Dataset records about object locations
※ ※ ※

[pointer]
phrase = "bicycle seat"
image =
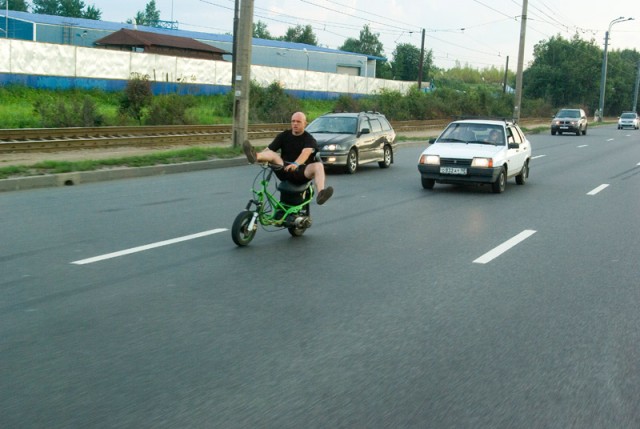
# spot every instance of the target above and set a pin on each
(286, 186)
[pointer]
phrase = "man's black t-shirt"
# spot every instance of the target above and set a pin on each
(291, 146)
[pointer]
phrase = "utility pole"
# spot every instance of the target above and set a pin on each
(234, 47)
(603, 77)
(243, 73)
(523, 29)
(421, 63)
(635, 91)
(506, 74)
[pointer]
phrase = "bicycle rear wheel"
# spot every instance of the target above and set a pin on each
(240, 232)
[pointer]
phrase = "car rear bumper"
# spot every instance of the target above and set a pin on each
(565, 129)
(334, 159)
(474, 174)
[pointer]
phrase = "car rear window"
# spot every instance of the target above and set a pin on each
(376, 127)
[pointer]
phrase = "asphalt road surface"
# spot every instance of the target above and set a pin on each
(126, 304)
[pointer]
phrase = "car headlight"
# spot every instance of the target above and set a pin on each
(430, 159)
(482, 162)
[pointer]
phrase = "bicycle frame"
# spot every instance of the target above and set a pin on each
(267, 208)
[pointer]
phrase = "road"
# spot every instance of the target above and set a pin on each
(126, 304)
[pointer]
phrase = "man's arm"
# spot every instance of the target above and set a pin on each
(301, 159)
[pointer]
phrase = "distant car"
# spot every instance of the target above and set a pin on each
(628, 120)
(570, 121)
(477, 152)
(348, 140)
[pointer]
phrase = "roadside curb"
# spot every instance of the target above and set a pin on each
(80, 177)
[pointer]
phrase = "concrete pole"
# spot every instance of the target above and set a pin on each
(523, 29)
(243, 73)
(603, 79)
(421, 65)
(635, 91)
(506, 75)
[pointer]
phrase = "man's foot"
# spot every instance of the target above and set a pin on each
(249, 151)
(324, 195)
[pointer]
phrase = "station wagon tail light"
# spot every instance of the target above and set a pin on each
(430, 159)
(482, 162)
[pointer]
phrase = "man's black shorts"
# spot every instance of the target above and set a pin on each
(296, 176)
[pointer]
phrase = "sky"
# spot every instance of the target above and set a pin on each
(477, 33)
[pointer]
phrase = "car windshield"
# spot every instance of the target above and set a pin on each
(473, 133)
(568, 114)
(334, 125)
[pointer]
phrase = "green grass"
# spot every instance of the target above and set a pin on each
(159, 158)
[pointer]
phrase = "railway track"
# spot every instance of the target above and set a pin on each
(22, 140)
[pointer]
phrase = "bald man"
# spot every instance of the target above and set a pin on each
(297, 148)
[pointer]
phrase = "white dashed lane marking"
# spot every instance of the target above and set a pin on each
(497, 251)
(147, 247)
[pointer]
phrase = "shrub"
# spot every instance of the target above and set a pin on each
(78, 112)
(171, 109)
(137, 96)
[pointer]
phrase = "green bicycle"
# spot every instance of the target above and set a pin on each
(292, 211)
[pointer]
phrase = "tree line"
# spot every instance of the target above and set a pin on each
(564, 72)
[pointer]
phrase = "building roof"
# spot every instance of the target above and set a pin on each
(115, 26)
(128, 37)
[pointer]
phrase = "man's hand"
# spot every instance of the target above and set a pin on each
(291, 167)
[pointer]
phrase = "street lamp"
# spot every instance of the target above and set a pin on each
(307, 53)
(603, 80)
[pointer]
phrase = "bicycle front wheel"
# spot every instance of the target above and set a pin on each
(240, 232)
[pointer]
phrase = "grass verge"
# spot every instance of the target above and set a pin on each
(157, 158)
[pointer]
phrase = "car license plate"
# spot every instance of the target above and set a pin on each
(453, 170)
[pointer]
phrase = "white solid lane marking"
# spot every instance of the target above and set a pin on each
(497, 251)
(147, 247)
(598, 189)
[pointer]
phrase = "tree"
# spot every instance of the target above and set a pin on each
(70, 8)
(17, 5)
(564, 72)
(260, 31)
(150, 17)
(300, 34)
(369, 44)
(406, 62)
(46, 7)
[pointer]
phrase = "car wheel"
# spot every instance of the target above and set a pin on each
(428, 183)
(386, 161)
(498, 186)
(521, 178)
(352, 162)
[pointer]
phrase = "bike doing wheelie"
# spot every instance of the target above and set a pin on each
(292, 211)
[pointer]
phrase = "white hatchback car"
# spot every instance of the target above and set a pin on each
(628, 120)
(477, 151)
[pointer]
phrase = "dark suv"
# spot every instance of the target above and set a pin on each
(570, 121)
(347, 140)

※ ※ ※

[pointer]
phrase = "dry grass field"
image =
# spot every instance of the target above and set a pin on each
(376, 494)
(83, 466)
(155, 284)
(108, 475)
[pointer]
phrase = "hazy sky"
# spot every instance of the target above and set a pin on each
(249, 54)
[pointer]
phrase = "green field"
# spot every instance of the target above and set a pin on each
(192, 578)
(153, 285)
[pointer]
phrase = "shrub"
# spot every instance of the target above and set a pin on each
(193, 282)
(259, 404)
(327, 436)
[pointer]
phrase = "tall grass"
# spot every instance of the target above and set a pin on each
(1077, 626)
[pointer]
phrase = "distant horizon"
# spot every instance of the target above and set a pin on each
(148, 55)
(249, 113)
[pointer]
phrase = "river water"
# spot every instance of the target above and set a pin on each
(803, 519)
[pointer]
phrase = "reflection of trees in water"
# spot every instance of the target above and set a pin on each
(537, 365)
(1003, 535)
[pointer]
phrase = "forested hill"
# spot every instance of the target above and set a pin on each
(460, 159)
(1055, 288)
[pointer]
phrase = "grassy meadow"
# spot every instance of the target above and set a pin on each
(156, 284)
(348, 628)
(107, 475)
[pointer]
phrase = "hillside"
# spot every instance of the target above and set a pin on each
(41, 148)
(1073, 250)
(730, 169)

※ ※ ※

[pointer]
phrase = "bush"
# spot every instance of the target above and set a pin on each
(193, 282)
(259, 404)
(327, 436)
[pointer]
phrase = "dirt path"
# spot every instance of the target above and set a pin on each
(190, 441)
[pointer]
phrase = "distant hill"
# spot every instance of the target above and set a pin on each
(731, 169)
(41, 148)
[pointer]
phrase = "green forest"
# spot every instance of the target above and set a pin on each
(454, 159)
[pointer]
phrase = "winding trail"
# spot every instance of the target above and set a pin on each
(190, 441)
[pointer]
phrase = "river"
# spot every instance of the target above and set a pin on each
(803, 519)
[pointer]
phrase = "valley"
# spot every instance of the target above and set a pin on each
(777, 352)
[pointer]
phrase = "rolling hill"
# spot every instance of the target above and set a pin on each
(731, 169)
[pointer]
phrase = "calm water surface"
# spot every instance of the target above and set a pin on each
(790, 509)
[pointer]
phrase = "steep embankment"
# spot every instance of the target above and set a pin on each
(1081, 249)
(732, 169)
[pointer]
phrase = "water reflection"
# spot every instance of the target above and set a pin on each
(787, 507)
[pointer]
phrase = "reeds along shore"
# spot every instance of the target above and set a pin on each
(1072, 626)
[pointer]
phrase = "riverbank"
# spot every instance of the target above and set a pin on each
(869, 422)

※ ※ ※

[GOAL OF THE EXERCISE]
Which lines in the records contain the word "lane"? Copy each one.

[ANSWER TO THIS EXERCISE]
phrase = "white dashed lane marking"
phrase = "white solid lane marking"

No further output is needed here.